Top of Selected excerpt
A structured set of objections, weighed in public.

Desk editor's note, referee report, simulated authors' rebuttal, and a circularity audit. Tearing a paper down is the easy half of reading it; the pith above is the substance, this is the friction.

Referee Report

3 major / 2 minor

Summary. The manuscript claims to demonstrate room-temperature magnon-phonon transduction in Co/Pt heterostructures. Tailored magnetic-nonmagnetic stacks are used as cavities for standing shear waves to bring phonons into resonance with ferromagnetic resonance (FMR) modes; the resulting extended linewidth and reduced amplitude of the phonon-resonant FMR lines are presented as direct evidence of energy and angular-momentum exchange. Complementary theoretical modeling identifies the responsible transverse acoustic phonons, while ultrafast coherent phonon spectroscopy and the reported high crystal quality plus large magnetoelastic coupling are invoked to explain the efficiency of the coupling in a CMOS-compatible platform.

Significance. If the FMR signatures are confirmed to arise specifically from resonant magnon-phonon coupling, the work would establish a practical, room-temperature platform for magnetoelastic transducers that could enable long-range phononic transport of magnetic information. The combination of high-damping Co with Pt seed layers, cavity design, and the dual use of FMR plus ultrafast spectroscopy constitutes a concrete experimental advance in the field.

major comments (3)
  1. [§3 (FMR results)] §3 (FMR results): The central attribution of extended linewidth and reduced amplitude to magnon-phonon exchange is not accompanied by control samples (e.g., Co without Pt or thickness-varied stacks) or quantitative exclusion of spin-pumping, two-magnon scattering, or strain-induced inhomogeneous broadening; without these, the causal link remains unverified.
  2. [Modeling section] Modeling section: The theoretical identification of standing shear waves does not include a predicted linewidth increase (or amplitude reduction) scaled by the magnetoelastic constant that is then compared directly to the measured values; the absence of such a quantitative test leaves the interpretation open to post-hoc fitting.
  3. [Ultrafast phonon spectroscopy section] Ultrafast phonon spectroscopy section: The reported phonon data are presented as complementary but lack explicit error bars, scaling with magnetoelastic parameters, or direct correlation metrics to the FMR linewidth changes, weakening the claim that the same phonons are responsible for the observed transduction.
minor comments (2)
  1. [Abstract] The abstract states 'parameter-free' implications for the coupling but does not define the magnetoelastic constant or its extraction method; this notation should be clarified in the main text.
  2. [Figure captions] Figure captions for FMR spectra should explicitly state the number of independent samples measured and the fitting procedure used for linewidth extraction.
Bottom of Selected excerpt
Top of Provided material
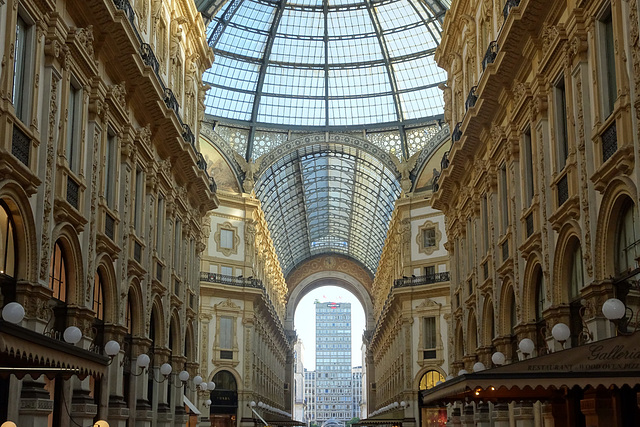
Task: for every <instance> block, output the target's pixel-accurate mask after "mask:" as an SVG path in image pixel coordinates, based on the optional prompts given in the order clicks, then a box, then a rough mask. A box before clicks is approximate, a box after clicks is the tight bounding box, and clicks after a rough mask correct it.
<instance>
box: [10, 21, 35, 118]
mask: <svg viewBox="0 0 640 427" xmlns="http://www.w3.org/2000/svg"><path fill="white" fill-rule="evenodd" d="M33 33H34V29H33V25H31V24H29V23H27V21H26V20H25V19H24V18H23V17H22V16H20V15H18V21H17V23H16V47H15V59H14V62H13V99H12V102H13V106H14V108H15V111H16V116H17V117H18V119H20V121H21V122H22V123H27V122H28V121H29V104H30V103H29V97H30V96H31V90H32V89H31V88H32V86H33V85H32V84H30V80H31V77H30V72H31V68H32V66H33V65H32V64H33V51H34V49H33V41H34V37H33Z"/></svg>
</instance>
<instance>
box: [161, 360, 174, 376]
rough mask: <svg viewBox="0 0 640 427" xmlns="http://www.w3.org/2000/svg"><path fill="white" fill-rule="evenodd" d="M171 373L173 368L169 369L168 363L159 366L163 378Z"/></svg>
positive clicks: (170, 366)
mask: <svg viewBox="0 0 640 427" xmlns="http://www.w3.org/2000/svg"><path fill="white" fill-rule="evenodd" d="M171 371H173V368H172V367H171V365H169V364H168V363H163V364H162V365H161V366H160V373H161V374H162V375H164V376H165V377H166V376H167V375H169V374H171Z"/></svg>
Bottom of Provided material
Top of Provided material
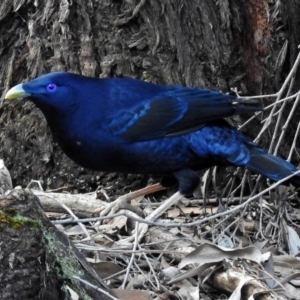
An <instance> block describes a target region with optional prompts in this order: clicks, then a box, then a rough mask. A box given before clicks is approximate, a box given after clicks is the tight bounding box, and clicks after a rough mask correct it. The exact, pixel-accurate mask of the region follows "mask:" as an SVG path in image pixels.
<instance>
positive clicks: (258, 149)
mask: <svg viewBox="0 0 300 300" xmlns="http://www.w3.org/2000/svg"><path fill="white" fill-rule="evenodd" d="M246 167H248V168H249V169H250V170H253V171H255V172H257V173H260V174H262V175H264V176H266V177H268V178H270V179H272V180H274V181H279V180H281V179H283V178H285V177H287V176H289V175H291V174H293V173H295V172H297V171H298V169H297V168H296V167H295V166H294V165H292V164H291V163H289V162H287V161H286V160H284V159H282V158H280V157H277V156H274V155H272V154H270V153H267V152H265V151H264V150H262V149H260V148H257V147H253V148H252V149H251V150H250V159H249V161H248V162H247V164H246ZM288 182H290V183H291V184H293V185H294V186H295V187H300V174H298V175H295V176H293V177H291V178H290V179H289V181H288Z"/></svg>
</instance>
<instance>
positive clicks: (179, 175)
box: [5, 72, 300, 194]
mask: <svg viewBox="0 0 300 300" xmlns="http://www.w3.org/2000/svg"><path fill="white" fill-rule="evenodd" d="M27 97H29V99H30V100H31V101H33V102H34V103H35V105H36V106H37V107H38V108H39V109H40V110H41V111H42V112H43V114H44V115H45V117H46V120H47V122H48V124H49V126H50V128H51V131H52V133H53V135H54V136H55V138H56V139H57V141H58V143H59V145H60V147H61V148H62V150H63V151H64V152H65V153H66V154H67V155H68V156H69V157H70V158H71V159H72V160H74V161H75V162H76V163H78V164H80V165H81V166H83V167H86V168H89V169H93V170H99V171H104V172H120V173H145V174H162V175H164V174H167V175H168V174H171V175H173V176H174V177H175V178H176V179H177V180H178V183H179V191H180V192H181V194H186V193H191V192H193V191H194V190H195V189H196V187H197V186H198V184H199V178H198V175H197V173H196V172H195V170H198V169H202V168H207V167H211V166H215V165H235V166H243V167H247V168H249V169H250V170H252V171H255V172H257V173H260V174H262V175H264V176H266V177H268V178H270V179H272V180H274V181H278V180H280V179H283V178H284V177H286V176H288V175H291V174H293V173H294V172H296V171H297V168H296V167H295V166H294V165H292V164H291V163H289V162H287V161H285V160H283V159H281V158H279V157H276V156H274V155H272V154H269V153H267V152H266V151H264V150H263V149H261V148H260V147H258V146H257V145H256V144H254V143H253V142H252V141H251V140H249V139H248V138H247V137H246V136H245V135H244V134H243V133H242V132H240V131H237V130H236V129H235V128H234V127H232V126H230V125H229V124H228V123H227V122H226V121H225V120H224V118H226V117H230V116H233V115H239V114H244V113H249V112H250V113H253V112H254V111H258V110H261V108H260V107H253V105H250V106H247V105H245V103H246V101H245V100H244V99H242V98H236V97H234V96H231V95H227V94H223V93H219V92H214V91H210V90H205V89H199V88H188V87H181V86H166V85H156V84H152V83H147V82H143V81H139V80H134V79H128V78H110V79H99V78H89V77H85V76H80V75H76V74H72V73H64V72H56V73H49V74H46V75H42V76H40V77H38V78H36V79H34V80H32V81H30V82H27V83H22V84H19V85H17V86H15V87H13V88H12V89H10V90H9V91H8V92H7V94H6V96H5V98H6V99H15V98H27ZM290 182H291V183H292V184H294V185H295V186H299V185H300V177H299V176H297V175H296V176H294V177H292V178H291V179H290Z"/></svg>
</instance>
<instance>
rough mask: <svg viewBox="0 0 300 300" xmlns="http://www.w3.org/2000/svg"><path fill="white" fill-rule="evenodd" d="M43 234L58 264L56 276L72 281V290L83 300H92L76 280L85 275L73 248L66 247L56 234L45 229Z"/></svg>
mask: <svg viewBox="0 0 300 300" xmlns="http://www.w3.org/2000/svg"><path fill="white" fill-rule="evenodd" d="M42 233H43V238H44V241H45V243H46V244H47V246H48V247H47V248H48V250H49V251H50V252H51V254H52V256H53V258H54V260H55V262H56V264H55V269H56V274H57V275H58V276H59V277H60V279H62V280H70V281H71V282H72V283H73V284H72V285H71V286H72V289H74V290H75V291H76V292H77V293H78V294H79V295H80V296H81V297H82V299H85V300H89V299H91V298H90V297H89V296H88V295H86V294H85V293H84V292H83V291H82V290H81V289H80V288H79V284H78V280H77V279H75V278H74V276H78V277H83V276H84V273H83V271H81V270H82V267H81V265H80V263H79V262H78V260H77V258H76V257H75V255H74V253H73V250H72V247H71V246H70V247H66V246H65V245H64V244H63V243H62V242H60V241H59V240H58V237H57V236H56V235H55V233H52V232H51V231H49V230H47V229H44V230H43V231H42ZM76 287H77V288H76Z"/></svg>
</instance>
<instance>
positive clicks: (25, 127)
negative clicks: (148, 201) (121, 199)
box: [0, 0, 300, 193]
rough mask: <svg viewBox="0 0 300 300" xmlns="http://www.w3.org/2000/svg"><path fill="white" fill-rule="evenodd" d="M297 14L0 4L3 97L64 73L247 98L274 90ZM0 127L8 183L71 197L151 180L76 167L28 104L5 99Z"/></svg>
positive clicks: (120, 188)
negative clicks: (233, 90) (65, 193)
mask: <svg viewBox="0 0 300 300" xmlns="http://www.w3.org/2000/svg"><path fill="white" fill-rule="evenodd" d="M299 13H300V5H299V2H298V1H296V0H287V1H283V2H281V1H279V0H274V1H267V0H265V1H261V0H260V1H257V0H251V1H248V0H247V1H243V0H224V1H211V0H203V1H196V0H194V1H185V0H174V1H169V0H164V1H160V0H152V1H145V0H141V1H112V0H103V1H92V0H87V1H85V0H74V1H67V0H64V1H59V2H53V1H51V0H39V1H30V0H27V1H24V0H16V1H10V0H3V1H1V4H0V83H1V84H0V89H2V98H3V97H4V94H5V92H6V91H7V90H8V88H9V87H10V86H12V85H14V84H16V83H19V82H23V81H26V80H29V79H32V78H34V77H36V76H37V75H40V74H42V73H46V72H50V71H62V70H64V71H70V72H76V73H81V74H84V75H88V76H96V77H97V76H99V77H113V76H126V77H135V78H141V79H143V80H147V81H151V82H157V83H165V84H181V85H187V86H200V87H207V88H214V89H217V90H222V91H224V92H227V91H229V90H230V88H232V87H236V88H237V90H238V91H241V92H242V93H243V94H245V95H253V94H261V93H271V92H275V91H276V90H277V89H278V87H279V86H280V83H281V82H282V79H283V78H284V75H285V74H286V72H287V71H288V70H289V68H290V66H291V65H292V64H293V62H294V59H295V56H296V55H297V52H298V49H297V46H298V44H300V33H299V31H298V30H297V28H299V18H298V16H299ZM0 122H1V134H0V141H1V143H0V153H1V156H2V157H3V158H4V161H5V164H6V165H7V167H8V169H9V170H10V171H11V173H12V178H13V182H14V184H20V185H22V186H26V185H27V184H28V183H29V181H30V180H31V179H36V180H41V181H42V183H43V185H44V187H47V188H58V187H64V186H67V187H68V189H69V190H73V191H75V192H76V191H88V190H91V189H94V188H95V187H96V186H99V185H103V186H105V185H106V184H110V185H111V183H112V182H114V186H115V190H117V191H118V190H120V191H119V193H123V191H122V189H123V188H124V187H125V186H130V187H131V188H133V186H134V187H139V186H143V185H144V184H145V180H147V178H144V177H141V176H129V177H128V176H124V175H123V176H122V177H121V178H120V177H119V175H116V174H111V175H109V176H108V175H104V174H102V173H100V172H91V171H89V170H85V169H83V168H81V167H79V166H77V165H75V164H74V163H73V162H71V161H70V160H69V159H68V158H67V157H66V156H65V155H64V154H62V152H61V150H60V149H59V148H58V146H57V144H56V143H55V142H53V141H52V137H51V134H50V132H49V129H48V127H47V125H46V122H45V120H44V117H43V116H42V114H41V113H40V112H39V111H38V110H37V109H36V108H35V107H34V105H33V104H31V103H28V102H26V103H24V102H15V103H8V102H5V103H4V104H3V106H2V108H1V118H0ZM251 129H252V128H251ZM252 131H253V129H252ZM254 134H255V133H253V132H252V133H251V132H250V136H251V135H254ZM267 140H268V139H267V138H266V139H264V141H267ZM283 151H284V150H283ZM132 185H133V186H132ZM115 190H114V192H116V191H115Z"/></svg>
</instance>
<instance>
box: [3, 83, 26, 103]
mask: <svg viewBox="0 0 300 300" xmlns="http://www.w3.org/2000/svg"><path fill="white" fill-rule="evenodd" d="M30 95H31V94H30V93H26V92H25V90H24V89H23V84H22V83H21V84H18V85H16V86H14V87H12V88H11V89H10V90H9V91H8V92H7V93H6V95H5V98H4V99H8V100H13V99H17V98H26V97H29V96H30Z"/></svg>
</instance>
Bottom of Provided material
*Activity list*.
- A) Write out the passage of the referee report that opens with the words containing "minor comments (2)" and closes with "for linewidth extraction.".
- B) Answer these questions using the referee report:
(i) What material is used for the seed layers paired with high-damping Co?
(ii) How many major and how many minor comments does the report list?
(iii) What two things should the captions for the FMR spectra explicitly state?

*Results of the tasks*.
- A)
minor comments (2)
  1. [Abstract] The abstract states 'parameter-free' implications for the coupling but does not define the magnetoelastic constant or its extraction method; this notation should be clarified in the main text.
  2. [Figure captions] Figure captions for FMR spectra should explicitly state the number of independent samples measured and the fitting procedure used for linewidth extraction.

- B)
(i) Pt
(ii) 3 major and 2 minor
(iii) The number of independent samples measured and the fitting procedure used for linewidth extraction